Gray-necked Wood Rail
lft. to rt. Cheyenne, Toshi, Arapaho
Well, it's been a while! A probable bout with Ciguatera for both Toshi and I, trying to cut my thumb off with the edge of some zinc roofing I was putting on the new horse shed (if you want to cut off a body part, I really recommend a sharp knife. Zinc roofing does an incomplete and very messy job!) all that and laziness too are my excuses. Still, this morning dawned clear and bright, the big Keel-billed Toucans were all about the place, and five beautiful Gainolas (Gray-necked Wood Rails in your bird book) cluttered the lawn in front of the veranda. They have an amazing call It's our answer to Minnesota's Loons but, if the Loons sing the Blues, the Gainolas play Bebop! And, their babies are the cutest little black fuzzballs scurrying through the brush! Here's one stealing corn from the chickens.
     But, of course the real news at Toucan Bluff is still the birth of Arapaho. She's getting all the attention around here these days. Here's a picture of all three of my favorite farm girls. The photo is from yesterday (16/09/'17) and Arapaho is 9 weeks and one day old - one big, sturdy filly! Toshi claims that it's "perspective" that makes her look like a midget next to the foal, but..............
But we were supposed to be talking about music, weren't we?

Let's take a quick look at CD #2, A Quiet Man.
Santos Dominguez, looking uncharacteristically posed
As proud as I am of the songs and arrangements on Bittersweet Dreams, for me, personally, this album is where we really find our own unique voice and hit our stride. It starts out with The Quiet Man, Santos' and my first effort at co-writing. He came to practice one day with a keyboard riff based on a banjo riff I had showed him the week before. It was beautiful and unique so I asked his permission to fill out the chording and add lyrics. What resulted remains one of my favorite songs and one of our most unique efforts. Belize Breeze is my tourist promotional piece for the album being a light-hearted attempt to lure you to our beaches :-). Safe In Your Embrace is my advise on how to handle the insanity that surrounds us. Lazy, Rainy, Sunday brings us back to a banjo based riff set in a Rag-time motif. I think its safe to say "you ain't heard nuthin' quite like this before" and I find the arrangement stunning (I know, I shouldn't say so myself but...). If the next one, If I Told You, doesn't break your heart, you're made of stone. So, while I've got you down there, why not just leave you sloshing around a bit in the tidal surf of regret and lost loves with Undertow? Sometimes we have to look at our mistakes and losses head-on, right in the eye. It's good for you, trust me. When I Was A Sailor kind of plows the same ground but with a much more accepting philosophical eye - truly, an old man's perspective. Keep It In the Groove? What can I say? Sometimes behaving ourselves just doesn't seem like the most attractive option. Whatever Babe is where you get to when your loved one just isn't really there for you. loving someone and wanting to live with them are not always the same thing. This is also one of our strongest arrangements, based on an old Piedmont blues pattern. If you can listen To Santos" piano on this and not be awed, you must be deaf! We end with an important public service announcement. I won't say more than that. Just stay out of jail! 'til next time, D

Friday 28 July 2017

Wow! Why Me?

- Given data
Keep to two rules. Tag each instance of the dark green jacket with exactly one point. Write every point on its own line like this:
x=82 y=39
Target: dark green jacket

- Requests
1. In the blog post, how old was Arapaho in the photo taken on 16/09/'17?
2. Write out the part of the blog post that begins at the words "But, of course" and stops after "the foal, but..............".

- Task-by-task results
1. She was 9 weeks and one day old.

2.
But, of course the real news at Toucan Bluff is still the birth of Arapaho. She's getting all the attention around here these days. Here's a picture of all three of my favorite farm girls. The photo is from yesterday (16/09/'17) and Arapaho is 9 weeks and one day old - one big, sturdy filly! Toshi claims that it's "perspective" that makes her look like a midget next to the foal, but..............